FWIW, the only Dolmar/Makita I've run and worked on was the 6401 that I converted to a 7901, and it was a very fine machine in both performance terms and build quality.  I think their main shortcoming is not with the machines themselves but with their minimal dealer network.  Stihl beats the pants off everyone in terms of having a lot of small, widely-distributed dealerships that can service busted equipment quickly, which is a big deal for professional crews.


----------



## KenLockett (May 25, 2015)

ADK_XJ said:


> Where'd you see that? I'm not far from GF...I didn't see a rancher on Craigslist.


 I saw that one last night on Albany Craig's List.  He is selling because he thinks it might have carburetor problems.  Like you according to him it will run for a while then stop.  I am having the same problem and was looking when I saw this.  Might be a good deal if it just has bad fuel and/or carb simply needs adjustment/replacement.


----------



## Jon1270 (May 25, 2015)

KenLockett said:


> I saw that one last night on Albany Craig's List.  He is selling because he thinks it might have carburetor problems.  Like you according to him it will run for a while then stop.  I am having the same problem and was looking when I saw this.  Might be a good deal if it just has bad fuel and/or carb simply needs adjustment/replacement.



The 55 has an Achilles' heel, some plastic and rubber parts that sit between the cylinder and carburetor which are degraded over time by heat from the motor,  causing air leaks.  You can probably get the replacement parts for about $20, and the repair isn't terribly difficult.  Very common problem with an otherwise reliable model.


----------



## dougand3 (May 25, 2015)

Jon1270 said:


> I think it might be a closed-port model


Is model 55 normally closed port, whereas, 55 Rancher is more likely open port?

505 31 0751 is the impulse grommet - a SNEAKY air leak that can trash the top end.


----------



## ADK_XJ (May 25, 2015)

Wildo said:


> If you keep the pines they will shade your sugar maples which will actually increase the length of your sugar season because the buds won't pop as soon as they would with more sun.  Sugars on a north slope produce the sweetest(highest sugar content) sap and run the longest before souring due to lack of sun and gradual temp rise.


True if the maples were mature enough but these are saplings I'm trying to encourage to grow - Cornell Co-Op Ext came out and said the pines need to come out for the new stuff to fill in to production size. Plus, most of our pines have been ravaged by Pilated woodpeckers.


----------



## ADK_XJ (May 25, 2015)

Ashful said:


> Gotta disagree with this, oldman.  I've owned a few of each brand, minus Dolmar.  The Echo saws I've owned are dead reliable, but definitely lag Stihl and Husqvarna on performance (I.e. Power/weight ratio).
> 
> I watch what the pros use around here, and it's basically 100% Stihl.  Most of them put more hours on their saw per year, than the most dedicated wood burner will in a lifetime, so I'm happy taking from their experience.

************

### [Work to complete]
1. Reproduce word for word the portion of the chainsaw thread starting at "## dougand3 (May" and ending at "the top end.".
2. Condense the paragraph in the chainsaw thread that begins "The 55 has an Achilles' heel" into a short bulleted list that keeps its main facts.

### [Data block]
************

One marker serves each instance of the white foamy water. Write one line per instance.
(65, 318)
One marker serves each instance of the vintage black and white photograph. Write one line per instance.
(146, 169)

************

### [Outputs for the tasks]
1.
## dougand3 (May 25, 2015)

Jon1270 said:


> I think it might be a closed-port model


Is model 55 normally closed port, whereas, 55 Rancher is more likely open port?

505 31 0751 is the impulse grommet - a SNEAKY air leak that can trash the top end.

2.
- The 55's weak point is a set of plastic and rubber parts between the cylinder and carburetor, which motor heat degrades over time and which then cause air leaks.
- Replacement parts probably cost about $20, and the repair isn't terribly difficult.
- It is a very common problem with an otherwise reliable model.